The task: Treat the line with "request | drop a dot on each instance of the gabled" as the starting point. Write it out and every line after it through the end of the listing below, exactly.

Extracted information:
※

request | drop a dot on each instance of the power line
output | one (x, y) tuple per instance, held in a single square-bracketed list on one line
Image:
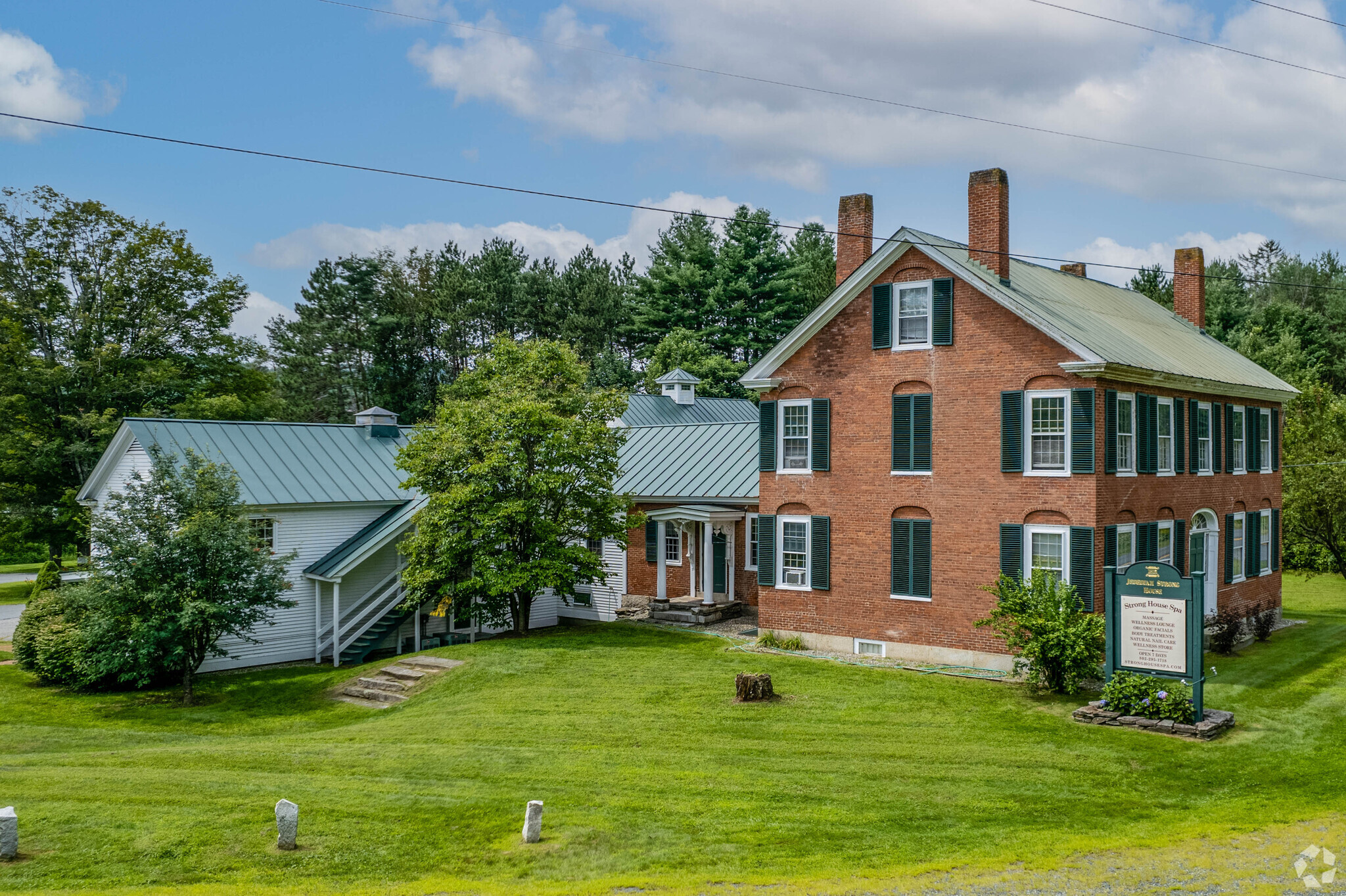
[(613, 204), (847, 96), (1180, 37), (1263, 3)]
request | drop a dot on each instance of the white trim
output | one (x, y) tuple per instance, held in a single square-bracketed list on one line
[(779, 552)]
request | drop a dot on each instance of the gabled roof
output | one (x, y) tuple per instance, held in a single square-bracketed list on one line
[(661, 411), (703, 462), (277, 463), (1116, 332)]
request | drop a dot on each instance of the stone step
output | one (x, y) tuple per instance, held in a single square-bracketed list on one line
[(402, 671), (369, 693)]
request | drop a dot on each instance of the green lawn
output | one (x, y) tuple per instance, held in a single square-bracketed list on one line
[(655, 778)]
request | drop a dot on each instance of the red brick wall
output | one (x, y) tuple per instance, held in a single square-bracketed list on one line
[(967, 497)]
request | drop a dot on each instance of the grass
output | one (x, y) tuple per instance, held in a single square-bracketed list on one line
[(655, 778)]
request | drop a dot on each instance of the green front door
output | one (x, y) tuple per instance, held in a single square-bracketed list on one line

※

Result of this exercise:
request | drop a dot on each instance of the gabled roof
output | one (x, y) tuple per instance, held in a single square-bracketed list on one line
[(661, 411), (703, 462), (277, 463), (1116, 332)]
request | drop a dot on each instance of the stone step
output | one (x, y) tuple per instance, held in a single square-bracketed list on one line
[(402, 671), (369, 693)]
request | drop a dot on each instance of the green lawn
output | one (x, y) tuple per instance, held in a single square-bracketed list on one line
[(655, 778)]
request | drop a dot on each instance of the red brick wall
output | one (x, y) tuple per instance, held in a single square-bracketed list on one line
[(967, 497)]
request | drop a dot on each instance of the grass
output | one (x, y) tuple per instance, held in a single square-bracketed list on one line
[(655, 778)]
request | drop a dot on each instance of the green front door
output | one (x, y) tuple per instance, held in a single square-bracketed list on one line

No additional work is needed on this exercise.